Set problem: Reproduce the data below word for word, leaving out the pictures.
--- Begin Dataset rows ---
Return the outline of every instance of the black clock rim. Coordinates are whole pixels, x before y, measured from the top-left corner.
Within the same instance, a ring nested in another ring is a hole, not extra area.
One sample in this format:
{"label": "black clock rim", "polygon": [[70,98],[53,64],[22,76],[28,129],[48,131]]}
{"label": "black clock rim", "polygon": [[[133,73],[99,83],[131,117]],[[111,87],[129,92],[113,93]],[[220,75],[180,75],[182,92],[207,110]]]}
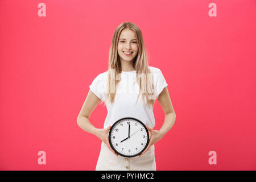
--- End Dataset rows ---
Expected answer:
Return the outline of every instance of the black clock rim. Coordinates are whole pixels, x before y, measured from the top-left corner.
Within the same instance, a ring nested in another ring is a hole, not extra area.
One sample in this format:
{"label": "black clock rim", "polygon": [[70,98],[53,64],[22,76],[28,129],[48,131]]}
{"label": "black clock rim", "polygon": [[[133,73],[99,83],[131,117]],[[111,87],[129,92],[113,93]],[[220,75],[180,75],[182,92],[207,110]]]}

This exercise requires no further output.